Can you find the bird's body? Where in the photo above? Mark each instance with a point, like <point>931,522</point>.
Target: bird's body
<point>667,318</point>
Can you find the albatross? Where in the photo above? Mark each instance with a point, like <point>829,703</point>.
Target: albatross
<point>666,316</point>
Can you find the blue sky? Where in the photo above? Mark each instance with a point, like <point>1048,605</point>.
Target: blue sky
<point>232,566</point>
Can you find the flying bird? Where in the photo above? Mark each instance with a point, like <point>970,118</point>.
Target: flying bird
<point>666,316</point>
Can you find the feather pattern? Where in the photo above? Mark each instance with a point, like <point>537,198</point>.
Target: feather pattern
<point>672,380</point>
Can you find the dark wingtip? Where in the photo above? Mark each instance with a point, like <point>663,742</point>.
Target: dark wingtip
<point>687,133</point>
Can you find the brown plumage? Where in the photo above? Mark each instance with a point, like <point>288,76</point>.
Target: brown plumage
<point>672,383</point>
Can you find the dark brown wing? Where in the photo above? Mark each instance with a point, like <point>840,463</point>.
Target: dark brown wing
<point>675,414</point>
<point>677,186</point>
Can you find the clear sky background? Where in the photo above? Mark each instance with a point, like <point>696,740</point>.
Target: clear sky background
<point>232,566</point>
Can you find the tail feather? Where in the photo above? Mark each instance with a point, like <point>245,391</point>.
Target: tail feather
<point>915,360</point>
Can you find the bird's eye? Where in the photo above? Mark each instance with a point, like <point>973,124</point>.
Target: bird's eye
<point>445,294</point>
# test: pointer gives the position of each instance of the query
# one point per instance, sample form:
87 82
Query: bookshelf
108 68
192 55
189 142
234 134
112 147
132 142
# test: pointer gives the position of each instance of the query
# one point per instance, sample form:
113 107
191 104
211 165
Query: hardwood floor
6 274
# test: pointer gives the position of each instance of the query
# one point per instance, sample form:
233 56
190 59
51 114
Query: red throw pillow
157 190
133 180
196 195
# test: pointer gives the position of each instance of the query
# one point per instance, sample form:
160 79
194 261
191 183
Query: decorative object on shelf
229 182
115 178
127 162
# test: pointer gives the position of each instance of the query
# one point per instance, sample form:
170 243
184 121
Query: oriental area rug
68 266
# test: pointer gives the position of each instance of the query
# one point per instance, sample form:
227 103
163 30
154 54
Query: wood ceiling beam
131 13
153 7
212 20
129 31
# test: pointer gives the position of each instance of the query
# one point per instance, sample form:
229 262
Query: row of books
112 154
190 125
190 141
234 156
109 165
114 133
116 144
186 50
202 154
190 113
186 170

EXERCISE OBJECTIVE: Copy out all of the data above word for word, keeping every line in its original order.

SOLUTION FOR THIS TASK:
Can you find the bird's body? Where in the photo above? Mark each instance with a point, like <point>931,522</point>.
Target: bird's body
<point>667,318</point>
Can you find the albatross? Where in the photo above? Mark each instance with a point, like <point>829,703</point>.
Target: albatross
<point>666,316</point>
Can you find the blue sky? Where in the photo above? Mark each instance with a point, like <point>1048,605</point>.
Target: blue sky
<point>232,566</point>
Can you find the flying bird? Where in the photo above? Mark each instance with a point, like <point>970,118</point>.
Target: flying bird
<point>666,316</point>
Can you find the feather pattern? Where in the photo above? Mark each instance with a point, like <point>537,198</point>.
Target: feather pattern
<point>672,380</point>
Can you find the dark wingtip? Where in the photo above? Mark each instance with a point, like <point>663,742</point>.
Target: dark wingtip
<point>687,133</point>
Can you find the brown plumage? Where in the photo above? Mark each instance with a point, like <point>288,76</point>.
Target: brown plumage
<point>672,383</point>
Can you find the dark brown wing? Where in the photo above? Mark each instance with a point, like <point>840,463</point>.
Target: dark brown wing
<point>675,414</point>
<point>677,186</point>
Can you find the clear sky background? Where in the photo above? Mark each instance with a point, like <point>696,740</point>.
Target: clear sky background
<point>232,566</point>
Can you find the tail feather? Where in the photo above? Mark each instance with a point, like <point>245,391</point>.
Target: tail feather
<point>915,360</point>
Can you find the bird's eye? Where in the photo above? Mark each instance with a point, like <point>973,124</point>.
Target: bird's eye
<point>445,294</point>
# test: pointer gives the position of each instance of the query
# one point per instance, sample form:
87 82
Query: bookshelf
108 68
192 55
189 142
234 134
112 147
132 142
# test: pointer gives the position of each instance of the query
# one point per instance, sample form:
113 107
191 104
211 165
Query: hardwood floor
6 274
# test: pointer gives the position of each instance of the query
# one point per instance, sample form:
233 56
190 59
51 114
Query: red throw pillow
157 190
133 180
196 195
# test: pointer gives the position of each instance of the query
# one point per instance, sample form:
160 79
194 261
191 183
Query: decorative object on shelf
229 182
115 178
127 162
# test: pointer gives the position of each instance of the query
# one point per instance, sample form:
170 243
184 121
Query: oriental area rug
68 266
# test: pointer gives the position of each instance of the query
# one point per instance, sample form:
227 103
163 30
154 54
Query: wood ceiling beam
131 13
153 7
212 20
129 31
# test: pointer gives the position of each instance of the query
# one point per instance, sample form:
229 262
Query: row of books
112 154
190 125
190 141
234 156
109 165
114 133
116 144
186 50
202 154
190 113
186 170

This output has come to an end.